→ **Work to do**
Which lines in the items below contain the word "sofa"? Pull out every one of them in full.

→ **Input**

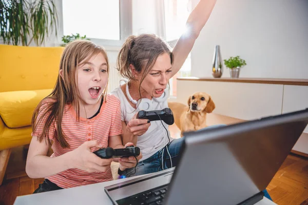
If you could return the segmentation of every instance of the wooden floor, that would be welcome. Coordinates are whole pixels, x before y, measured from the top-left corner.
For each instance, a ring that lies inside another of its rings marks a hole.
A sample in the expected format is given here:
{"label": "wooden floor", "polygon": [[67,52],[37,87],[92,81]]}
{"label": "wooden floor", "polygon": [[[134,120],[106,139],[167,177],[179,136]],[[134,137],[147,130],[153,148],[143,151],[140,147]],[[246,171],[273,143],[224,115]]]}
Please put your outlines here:
{"label": "wooden floor", "polygon": [[[178,133],[177,129],[170,126],[172,136]],[[0,186],[0,205],[12,204],[17,196],[32,194],[43,181],[27,176],[26,158],[23,147],[13,149],[5,180]],[[308,158],[290,154],[266,189],[278,204],[308,205]]]}

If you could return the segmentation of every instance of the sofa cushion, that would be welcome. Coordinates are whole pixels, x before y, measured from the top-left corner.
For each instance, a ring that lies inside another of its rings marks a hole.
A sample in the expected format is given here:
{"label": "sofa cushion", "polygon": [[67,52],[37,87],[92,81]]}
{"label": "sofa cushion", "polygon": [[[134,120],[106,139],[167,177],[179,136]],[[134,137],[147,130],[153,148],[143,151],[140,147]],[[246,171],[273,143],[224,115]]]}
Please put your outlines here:
{"label": "sofa cushion", "polygon": [[32,116],[38,103],[52,89],[0,93],[0,116],[10,128],[31,125]]}

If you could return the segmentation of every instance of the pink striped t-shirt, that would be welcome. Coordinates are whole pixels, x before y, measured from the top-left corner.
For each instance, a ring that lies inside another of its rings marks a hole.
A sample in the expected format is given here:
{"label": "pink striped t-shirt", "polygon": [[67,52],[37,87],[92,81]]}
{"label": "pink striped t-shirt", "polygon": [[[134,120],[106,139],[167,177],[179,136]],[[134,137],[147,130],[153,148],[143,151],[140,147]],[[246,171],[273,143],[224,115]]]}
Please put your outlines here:
{"label": "pink striped t-shirt", "polygon": [[[41,109],[41,110],[43,110]],[[39,119],[41,113],[38,113]],[[46,121],[46,120],[45,120]],[[43,132],[44,120],[37,126],[32,136],[38,136]],[[80,117],[80,121],[76,121],[76,113],[72,106],[67,105],[65,107],[62,120],[62,129],[68,138],[66,141],[70,145],[69,148],[63,148],[59,141],[54,138],[55,126],[49,130],[49,138],[53,140],[51,146],[53,154],[50,157],[60,156],[75,150],[84,142],[97,140],[108,147],[109,137],[122,133],[121,120],[120,102],[113,95],[107,95],[106,100],[104,100],[100,113],[91,119]],[[92,148],[92,152],[98,148]],[[78,169],[71,169],[57,174],[46,177],[51,181],[63,188],[69,188],[83,185],[101,182],[112,179],[111,169],[105,172],[89,173]]]}

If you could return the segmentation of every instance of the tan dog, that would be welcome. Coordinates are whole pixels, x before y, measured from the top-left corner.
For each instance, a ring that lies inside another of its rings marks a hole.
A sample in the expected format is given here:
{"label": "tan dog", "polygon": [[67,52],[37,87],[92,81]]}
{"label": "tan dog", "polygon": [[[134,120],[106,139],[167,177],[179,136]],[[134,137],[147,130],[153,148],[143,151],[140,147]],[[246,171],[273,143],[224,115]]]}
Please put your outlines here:
{"label": "tan dog", "polygon": [[198,92],[189,96],[186,106],[179,102],[168,102],[174,114],[177,126],[184,132],[200,130],[206,127],[206,114],[215,109],[210,96],[206,93]]}

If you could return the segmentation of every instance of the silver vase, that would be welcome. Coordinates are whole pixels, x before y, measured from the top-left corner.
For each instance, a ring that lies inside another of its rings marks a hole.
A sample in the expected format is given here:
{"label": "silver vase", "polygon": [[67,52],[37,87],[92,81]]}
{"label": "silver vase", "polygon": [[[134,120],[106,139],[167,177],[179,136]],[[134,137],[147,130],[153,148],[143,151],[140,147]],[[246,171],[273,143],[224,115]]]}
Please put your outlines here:
{"label": "silver vase", "polygon": [[221,55],[220,54],[220,47],[218,45],[215,47],[215,49],[214,50],[213,64],[212,75],[213,77],[221,77],[223,71],[223,65],[222,64]]}

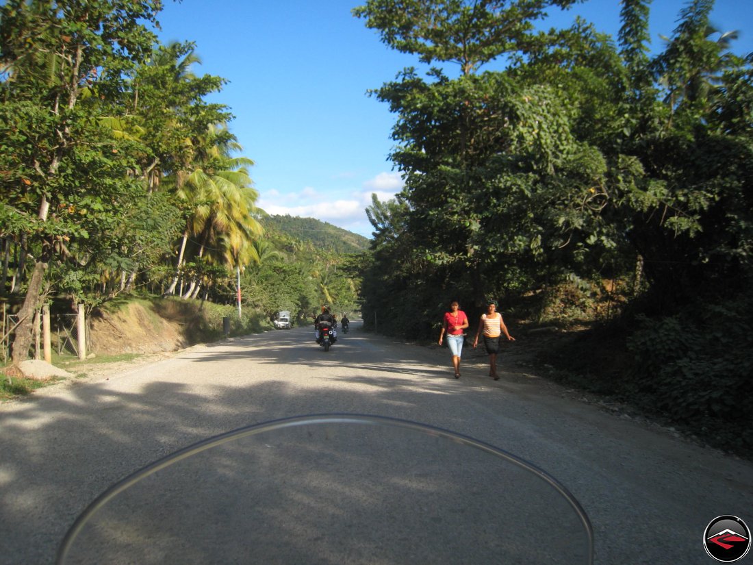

→ **Solution for this task**
If you could return the segmentation of every instance of the sofa cushion, that would be welcome. Coordinates are whole pixels, x before y, measured from the top-left corner.
{"label": "sofa cushion", "polygon": [[67,52],[37,87],[92,81]]}
{"label": "sofa cushion", "polygon": [[[134,120],[106,139],[167,177],[179,136]],[[134,137],[147,130],[153,148],[143,151],[140,147]],[[246,171],[273,143],[224,115]]]}
{"label": "sofa cushion", "polygon": [[32,116],[38,103],[52,89],[0,93],[0,116],[10,128],[31,125]]}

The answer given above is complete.